**TEXT**
___
One of the frustrating things about visiting the wonderful markets on my travels is that I’m usually without a kitchen in which to prepare the beautiful produce I find. Not so here in Istanbul. I was staying in the Galata Residence, a 19th-century apartment building converted into a budget hotel that offers rooms and suites with small kitchens. Not that anything in this breakfast of mine needed cooking. Three kinds of in-season and perfectly ripe fruit -- the season’s first cherries, famed Turkish apricots and a sour green plum called erik. The thickest and creamiest yogurt. And two kinds of baked goods purchased from a nearby cart after my early morning run -- açme, a yeast-risen, brioche-like donut, and poğaça, a sesame-studded flaky pastry filled with cheese, meat or black olives. Truth be told, there was a third, simit, a crusty, seed-covered “Turkish bagel,” but I ate it before I thought to take this picture. Also not shown, the tea I’d made, thanks to the hotplate in my kitchen.
___
[Entries for bounding box labeling]

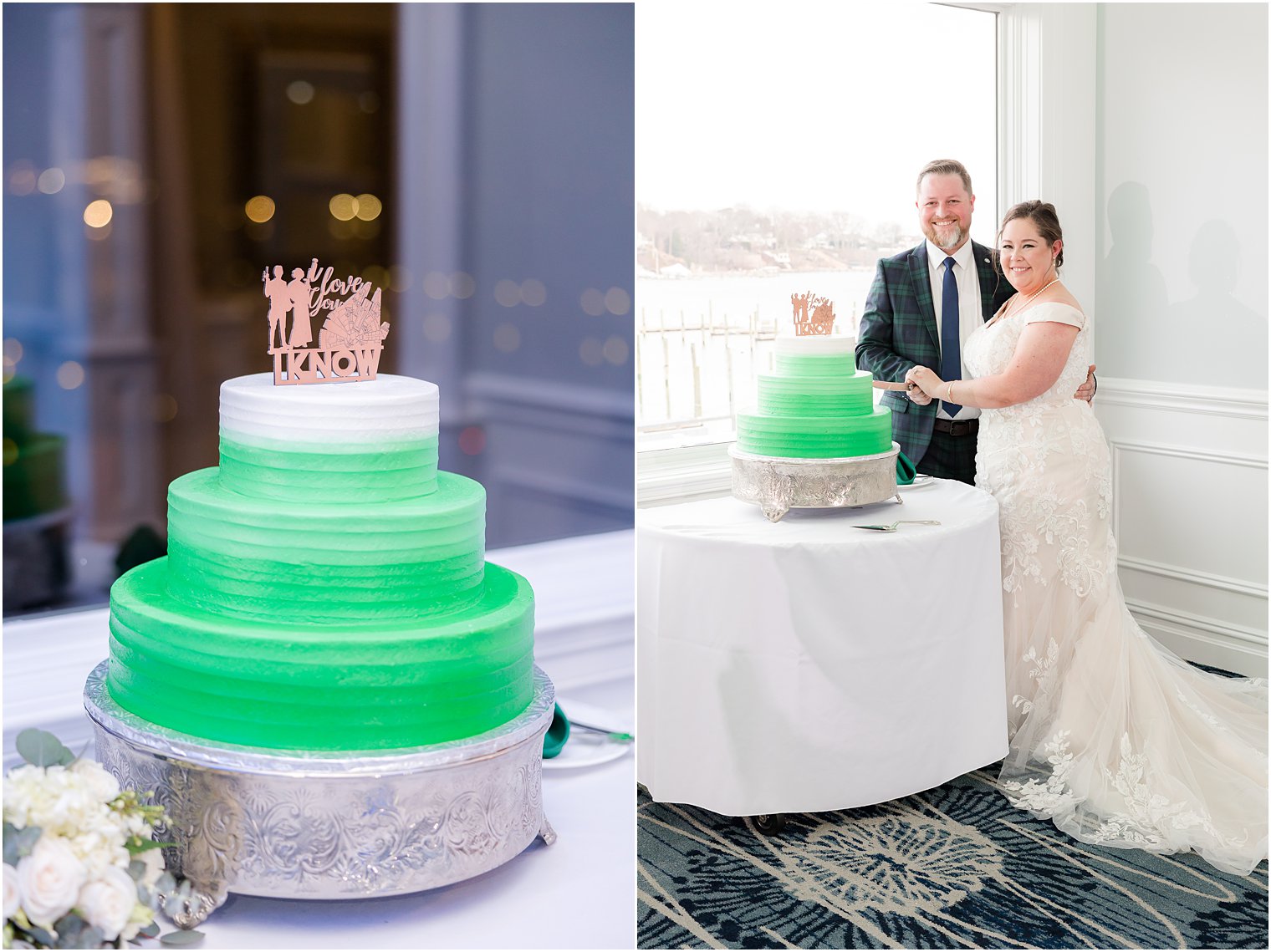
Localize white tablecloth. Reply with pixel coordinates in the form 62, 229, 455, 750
636, 481, 1007, 816
4, 532, 636, 949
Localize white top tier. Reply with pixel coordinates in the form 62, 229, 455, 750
777, 334, 856, 357
221, 374, 437, 445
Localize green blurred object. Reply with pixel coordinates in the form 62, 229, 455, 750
115, 525, 168, 577
4, 376, 68, 522
543, 704, 569, 760
896, 452, 917, 486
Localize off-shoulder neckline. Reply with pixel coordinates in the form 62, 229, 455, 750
985, 301, 1085, 327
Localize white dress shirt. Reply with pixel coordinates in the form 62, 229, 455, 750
926, 237, 983, 420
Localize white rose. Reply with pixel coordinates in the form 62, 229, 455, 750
18, 832, 88, 927
4, 764, 44, 827
75, 866, 137, 942
135, 849, 163, 889
4, 863, 22, 920
71, 760, 120, 803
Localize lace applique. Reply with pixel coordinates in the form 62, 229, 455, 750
1002, 731, 1076, 816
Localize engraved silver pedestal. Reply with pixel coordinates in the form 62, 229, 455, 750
728, 442, 904, 522
84, 661, 555, 928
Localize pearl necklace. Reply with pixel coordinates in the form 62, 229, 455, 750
1002, 277, 1059, 318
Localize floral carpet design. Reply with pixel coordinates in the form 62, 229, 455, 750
637, 767, 1267, 949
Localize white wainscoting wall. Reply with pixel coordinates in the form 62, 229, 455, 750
1095, 378, 1267, 678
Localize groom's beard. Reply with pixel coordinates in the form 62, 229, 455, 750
923, 221, 962, 252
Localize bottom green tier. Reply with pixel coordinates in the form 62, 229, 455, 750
738, 407, 891, 459
107, 558, 533, 751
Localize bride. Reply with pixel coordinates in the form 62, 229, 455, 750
906, 201, 1267, 874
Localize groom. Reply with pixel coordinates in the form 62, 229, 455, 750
856, 159, 1095, 483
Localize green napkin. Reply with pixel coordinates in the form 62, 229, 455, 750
896, 452, 917, 486
543, 704, 569, 760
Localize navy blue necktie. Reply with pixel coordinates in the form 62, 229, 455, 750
941, 258, 962, 417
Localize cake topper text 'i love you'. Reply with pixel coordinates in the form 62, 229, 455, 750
261, 258, 389, 385
790, 291, 838, 337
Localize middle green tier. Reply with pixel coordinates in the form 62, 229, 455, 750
168, 468, 486, 623
738, 407, 891, 459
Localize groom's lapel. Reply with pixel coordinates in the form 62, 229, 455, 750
909, 242, 941, 354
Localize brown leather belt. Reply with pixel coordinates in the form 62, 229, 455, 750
934, 417, 980, 436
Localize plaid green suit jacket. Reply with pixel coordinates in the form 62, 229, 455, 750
856, 242, 1015, 466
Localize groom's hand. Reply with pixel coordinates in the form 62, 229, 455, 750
1073, 364, 1098, 403
905, 364, 932, 407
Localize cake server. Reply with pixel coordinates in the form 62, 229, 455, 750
851, 518, 939, 532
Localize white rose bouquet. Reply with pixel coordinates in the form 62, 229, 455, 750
4, 731, 202, 948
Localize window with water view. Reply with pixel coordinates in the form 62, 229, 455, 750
636, 3, 997, 449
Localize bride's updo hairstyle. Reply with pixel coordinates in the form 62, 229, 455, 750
997, 198, 1064, 271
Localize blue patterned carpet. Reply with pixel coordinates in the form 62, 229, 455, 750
637, 767, 1267, 949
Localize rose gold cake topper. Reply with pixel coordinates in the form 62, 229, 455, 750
790, 291, 836, 337
261, 258, 389, 385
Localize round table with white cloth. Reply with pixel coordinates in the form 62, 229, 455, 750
636, 479, 1007, 816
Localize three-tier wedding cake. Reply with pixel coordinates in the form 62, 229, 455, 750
108, 374, 533, 750
729, 293, 900, 522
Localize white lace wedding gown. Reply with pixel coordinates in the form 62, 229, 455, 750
965, 303, 1267, 874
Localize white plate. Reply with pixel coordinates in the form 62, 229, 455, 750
543, 698, 636, 771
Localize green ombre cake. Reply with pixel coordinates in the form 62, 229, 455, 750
108, 374, 533, 751
738, 334, 891, 459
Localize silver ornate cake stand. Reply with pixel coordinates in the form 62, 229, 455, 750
84, 661, 555, 928
728, 442, 904, 522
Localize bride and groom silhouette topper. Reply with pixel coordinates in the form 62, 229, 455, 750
261, 258, 389, 385
790, 291, 836, 337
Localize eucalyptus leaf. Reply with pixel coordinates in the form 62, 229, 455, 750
159, 929, 205, 945
123, 837, 176, 857
15, 727, 75, 766
27, 924, 54, 948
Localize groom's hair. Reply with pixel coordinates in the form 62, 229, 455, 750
914, 159, 973, 195
998, 198, 1064, 271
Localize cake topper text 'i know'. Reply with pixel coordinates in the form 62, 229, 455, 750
790, 291, 835, 337
261, 258, 389, 385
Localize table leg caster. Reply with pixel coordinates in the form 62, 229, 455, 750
539, 816, 555, 847
751, 813, 785, 837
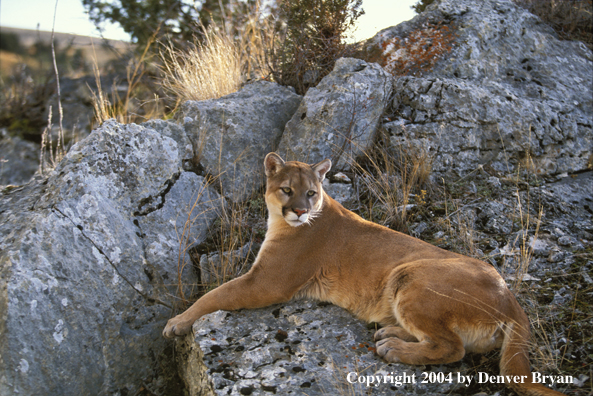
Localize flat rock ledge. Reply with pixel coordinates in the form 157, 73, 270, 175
176, 300, 468, 396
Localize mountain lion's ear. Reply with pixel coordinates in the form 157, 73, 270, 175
264, 153, 284, 177
313, 159, 331, 183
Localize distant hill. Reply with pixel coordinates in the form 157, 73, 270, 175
0, 26, 133, 74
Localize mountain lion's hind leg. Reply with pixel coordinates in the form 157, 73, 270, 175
374, 326, 418, 342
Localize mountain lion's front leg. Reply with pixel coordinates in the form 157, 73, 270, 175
163, 266, 298, 338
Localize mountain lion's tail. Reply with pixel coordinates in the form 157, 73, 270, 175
500, 310, 563, 396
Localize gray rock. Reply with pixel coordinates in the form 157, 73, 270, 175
278, 58, 392, 170
0, 121, 220, 395
177, 300, 468, 396
180, 81, 302, 201
369, 0, 593, 175
0, 129, 39, 186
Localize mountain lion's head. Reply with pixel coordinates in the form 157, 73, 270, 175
264, 153, 331, 227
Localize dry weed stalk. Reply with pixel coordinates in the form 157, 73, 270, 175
354, 144, 432, 230
89, 32, 161, 124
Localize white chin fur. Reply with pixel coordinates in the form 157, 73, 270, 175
284, 213, 309, 227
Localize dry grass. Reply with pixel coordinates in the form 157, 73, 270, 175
89, 37, 165, 125
161, 27, 243, 101
160, 2, 275, 101
354, 138, 432, 231
514, 0, 593, 49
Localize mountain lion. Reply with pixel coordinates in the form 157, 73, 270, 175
163, 153, 561, 395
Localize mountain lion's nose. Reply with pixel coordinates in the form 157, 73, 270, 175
292, 209, 307, 217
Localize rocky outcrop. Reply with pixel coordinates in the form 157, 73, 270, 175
0, 129, 39, 186
180, 81, 301, 201
0, 121, 221, 395
369, 0, 593, 175
278, 58, 392, 170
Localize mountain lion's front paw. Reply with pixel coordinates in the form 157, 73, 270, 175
163, 315, 194, 338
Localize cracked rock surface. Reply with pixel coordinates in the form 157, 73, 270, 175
182, 300, 486, 396
0, 121, 220, 395
278, 58, 392, 170
369, 0, 593, 175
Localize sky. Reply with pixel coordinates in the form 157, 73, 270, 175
0, 0, 418, 41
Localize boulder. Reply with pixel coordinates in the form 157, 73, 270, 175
368, 0, 593, 175
177, 300, 468, 396
279, 58, 392, 170
0, 121, 221, 395
180, 81, 301, 201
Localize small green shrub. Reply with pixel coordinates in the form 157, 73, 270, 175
271, 0, 364, 95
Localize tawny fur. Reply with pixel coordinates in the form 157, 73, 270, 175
163, 153, 561, 396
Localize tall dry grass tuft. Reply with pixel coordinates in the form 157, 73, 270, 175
89, 32, 166, 125
160, 2, 275, 101
160, 26, 243, 101
354, 139, 432, 231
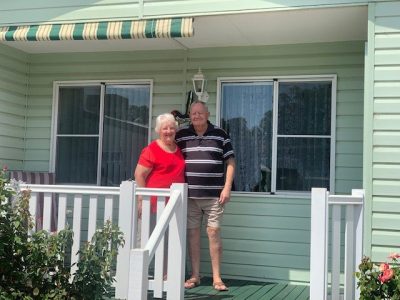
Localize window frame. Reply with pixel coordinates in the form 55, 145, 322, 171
49, 79, 153, 186
216, 74, 337, 196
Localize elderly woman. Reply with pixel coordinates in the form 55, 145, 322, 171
135, 113, 185, 217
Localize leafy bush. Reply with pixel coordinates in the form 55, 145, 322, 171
0, 168, 124, 300
356, 253, 400, 300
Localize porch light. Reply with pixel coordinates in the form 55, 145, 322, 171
192, 68, 208, 102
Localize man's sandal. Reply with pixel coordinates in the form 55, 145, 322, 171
213, 281, 229, 292
185, 277, 200, 289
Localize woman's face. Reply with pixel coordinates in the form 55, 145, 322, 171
159, 121, 176, 144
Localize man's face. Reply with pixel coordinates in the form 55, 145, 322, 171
190, 103, 210, 127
___
**TASK**
Do the following statements agree with the Istanbul breakfast text above? For each, answer yes or no and quote the words from the text that settle it.
1. The rooms at the Galata Residence come with small kitchens.
2. The simit is shown in the picture of the breakfast.
3. Erik is a sour green plum.

**FULL RESPONSE**
1. Yes: "offers rooms and suites with small kitchens"
2. No: "but I ate it before I thought to take this picture"
3. Yes: "a sour green plum called erik"